# About this task:
What is the number of lines in these records that hold the word "every"? Reply with that number alone.
╔══
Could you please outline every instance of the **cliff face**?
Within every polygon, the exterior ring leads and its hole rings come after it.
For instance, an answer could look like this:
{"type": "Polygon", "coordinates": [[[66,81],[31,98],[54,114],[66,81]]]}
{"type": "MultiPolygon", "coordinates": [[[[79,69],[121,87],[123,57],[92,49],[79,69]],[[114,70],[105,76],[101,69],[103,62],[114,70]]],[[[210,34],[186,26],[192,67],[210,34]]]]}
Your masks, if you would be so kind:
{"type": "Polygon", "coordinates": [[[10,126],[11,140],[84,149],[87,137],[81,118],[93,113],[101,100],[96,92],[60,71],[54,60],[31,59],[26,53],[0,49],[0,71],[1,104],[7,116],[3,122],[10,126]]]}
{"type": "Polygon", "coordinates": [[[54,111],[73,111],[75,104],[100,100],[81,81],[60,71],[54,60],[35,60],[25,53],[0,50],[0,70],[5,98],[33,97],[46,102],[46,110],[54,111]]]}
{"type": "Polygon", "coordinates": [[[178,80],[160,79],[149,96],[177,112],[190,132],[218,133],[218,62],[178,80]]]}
╚══
# Expected answer:
2